*** Texto do exercício

Houve um clarão e Bolsonaro ouviu uma voz íntima lhe sussurrar num dos ouvidos: “é esse o novo ministro do Supremo”.
“Sim, Senhor Deus, fala que o teu servo ouve”, respondeu o presidente, extremamente feliz e honrado por ter se tornado um instrumento de Deus.
“Mas um é pouco”, disse-lhe a voz divina, “você tem perto de você, no Planalto, outro fiel servidor, o irmão André Luiz (não o espírita!) Mendonça, da Advocacia Geral da União, ele é presbiteriano. Foi o Boanerges Ribeiro, aqui ao meu lado, quem me soprou seu nome. O Moro vai entender, ele é um bom juiz mas tem um defeito: segue os idólatras romanos e esse Papa vermelho não me agrada”.
“Mas eu já prometi…”, conseguiu o Presidente tirar da garganta num som esganiçado. “Então despromete”, disse-lhe a voz, num tom severo, deixando claro não aceitar contestação.
A ideia de se criar um novo Estado teocrático se tornou muito mais viável e possível com o advento das novas tecnologias e dos modernos meios de comunicação do tipo WhatsApp, Instagram, Twitter e Facebook.

******

_Questões_.
a. Pode reescrever o trecho do texto sobre Bolsonaro que começa em "Houve um clarão" e vai até "não aceitar contestação.", trocando "voz" por "presença"?
b. Pode prolongar o texto sobre Bolsonaro e a voz divina a partir da última frase apresentada?
Os registros vêm de uma fonte diferente da do texto.

*** Dados fornecidos

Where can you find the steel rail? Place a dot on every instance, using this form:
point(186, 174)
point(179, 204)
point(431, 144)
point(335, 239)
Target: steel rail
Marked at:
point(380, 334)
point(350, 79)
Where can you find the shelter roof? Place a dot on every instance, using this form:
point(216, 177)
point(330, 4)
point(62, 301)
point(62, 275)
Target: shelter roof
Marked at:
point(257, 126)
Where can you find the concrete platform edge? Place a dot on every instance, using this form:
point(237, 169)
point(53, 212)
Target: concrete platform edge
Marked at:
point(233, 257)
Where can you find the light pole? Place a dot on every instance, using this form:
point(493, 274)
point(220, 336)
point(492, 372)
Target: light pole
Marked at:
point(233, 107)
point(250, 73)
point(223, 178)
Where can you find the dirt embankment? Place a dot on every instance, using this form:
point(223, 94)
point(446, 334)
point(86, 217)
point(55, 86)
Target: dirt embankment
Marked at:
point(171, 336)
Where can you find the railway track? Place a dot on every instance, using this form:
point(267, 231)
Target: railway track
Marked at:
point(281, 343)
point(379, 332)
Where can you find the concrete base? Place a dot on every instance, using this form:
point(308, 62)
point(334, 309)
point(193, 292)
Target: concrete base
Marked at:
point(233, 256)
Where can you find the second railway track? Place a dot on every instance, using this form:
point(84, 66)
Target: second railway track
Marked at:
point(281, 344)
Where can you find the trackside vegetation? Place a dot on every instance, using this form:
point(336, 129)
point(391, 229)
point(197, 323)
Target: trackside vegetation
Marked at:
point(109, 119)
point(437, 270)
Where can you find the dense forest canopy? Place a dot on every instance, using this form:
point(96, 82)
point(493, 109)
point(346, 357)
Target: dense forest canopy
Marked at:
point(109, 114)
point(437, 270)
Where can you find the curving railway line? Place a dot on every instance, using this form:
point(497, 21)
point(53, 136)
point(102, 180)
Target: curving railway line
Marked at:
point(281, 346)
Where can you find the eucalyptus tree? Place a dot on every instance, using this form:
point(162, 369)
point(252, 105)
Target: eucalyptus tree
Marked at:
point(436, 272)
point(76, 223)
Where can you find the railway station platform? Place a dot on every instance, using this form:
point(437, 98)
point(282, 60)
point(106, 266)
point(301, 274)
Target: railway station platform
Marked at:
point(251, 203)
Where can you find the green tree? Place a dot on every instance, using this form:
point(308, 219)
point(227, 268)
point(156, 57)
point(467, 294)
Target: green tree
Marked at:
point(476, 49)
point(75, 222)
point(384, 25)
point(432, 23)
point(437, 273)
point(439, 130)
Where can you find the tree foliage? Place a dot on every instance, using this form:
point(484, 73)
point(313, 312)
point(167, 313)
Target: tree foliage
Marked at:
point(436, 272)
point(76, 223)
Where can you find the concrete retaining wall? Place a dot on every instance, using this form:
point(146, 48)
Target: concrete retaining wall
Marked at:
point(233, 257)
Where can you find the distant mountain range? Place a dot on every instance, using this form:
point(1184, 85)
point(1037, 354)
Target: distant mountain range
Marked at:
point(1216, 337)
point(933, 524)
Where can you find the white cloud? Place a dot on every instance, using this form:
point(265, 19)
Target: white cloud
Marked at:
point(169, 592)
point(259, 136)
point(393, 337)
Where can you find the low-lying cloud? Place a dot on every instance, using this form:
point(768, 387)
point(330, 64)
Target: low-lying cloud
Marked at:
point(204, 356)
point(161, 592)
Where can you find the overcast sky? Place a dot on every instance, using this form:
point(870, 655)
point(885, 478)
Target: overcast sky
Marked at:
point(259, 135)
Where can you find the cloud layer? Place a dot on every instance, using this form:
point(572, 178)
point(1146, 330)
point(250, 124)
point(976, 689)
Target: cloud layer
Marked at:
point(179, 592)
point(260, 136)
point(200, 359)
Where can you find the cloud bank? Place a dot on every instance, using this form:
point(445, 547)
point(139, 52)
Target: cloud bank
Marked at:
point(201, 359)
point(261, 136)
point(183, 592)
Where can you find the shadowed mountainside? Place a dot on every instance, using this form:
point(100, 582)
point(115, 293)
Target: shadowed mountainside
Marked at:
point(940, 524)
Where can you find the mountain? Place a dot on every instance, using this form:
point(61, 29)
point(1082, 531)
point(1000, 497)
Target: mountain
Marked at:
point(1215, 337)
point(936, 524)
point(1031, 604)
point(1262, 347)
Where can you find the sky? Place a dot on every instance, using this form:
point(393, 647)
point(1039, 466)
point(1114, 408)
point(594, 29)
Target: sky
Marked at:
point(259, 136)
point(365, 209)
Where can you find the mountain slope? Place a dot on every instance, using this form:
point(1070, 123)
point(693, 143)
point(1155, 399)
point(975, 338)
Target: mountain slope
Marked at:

******

_Respostas por questão_.
a.
Houve um clarão e Bolsonaro ouviu uma presença íntima lhe sussurrar num dos ouvidos: “é esse o novo ministro do Supremo”.
“Sim, Senhor Deus, fala que o teu servo ouve”, respondeu o presidente, extremamente feliz e honrado por ter se tornado um instrumento de Deus.
“Mas um é pouco”, disse-lhe a presença divina, “você tem perto de você, no Planalto, outro fiel servidor, o irmão André Luiz (não o espírita!) Mendonça, da Advocacia Geral da União, ele é presbiteriano. Foi o Boanerges Ribeiro, aqui ao meu lado, quem me soprou seu nome. O Moro vai entender, ele é um bom juiz mas tem um defeito: segue os idólatras romanos e esse Papa vermelho não me agrada”.
“Mas eu já prometi…”, conseguiu o Presidente tirar da garganta num som esganiçado. “Então despromete”, disse-lhe a presença, num tom severo, deixando claro não aceitar contestação.

b.
Os indianos ainda passam horas e dias em meditação, esperando o contato com a divindade. No Ocidente, tudo ficou mais rápido: basta um computador ou um celular. Lança-se a pergunta e logo vem a resposta direta dos céus.
E os pastores precisam logo tornar o Brasil um país teocrático evangélico para não sofrer concorrência dos muçulmanos. Quem nos leva a pensar isso é um escritor francês, pichado tanto pela esquerda quanto pela direita, do tipo dos escritores malditos tão caros aos franceses. Trata-se de Michel Houellebecq.
Em seu penúltimo livro, Submissão, acusado de islamofóbico, ele começa contando a pacata história de um professor da Sorbonne, em Paris, quando, por um mal arranjo político dos socialistas, é eleito um presidente muçulmano não pertencente ao grupo jihadista, mas um religioso tranquilo que, em pouco tempo, aproveitando da fraqueza dos socialistas e laicos, instaura a religião muçulmana na Sorbonne, na cultura francesa e na França.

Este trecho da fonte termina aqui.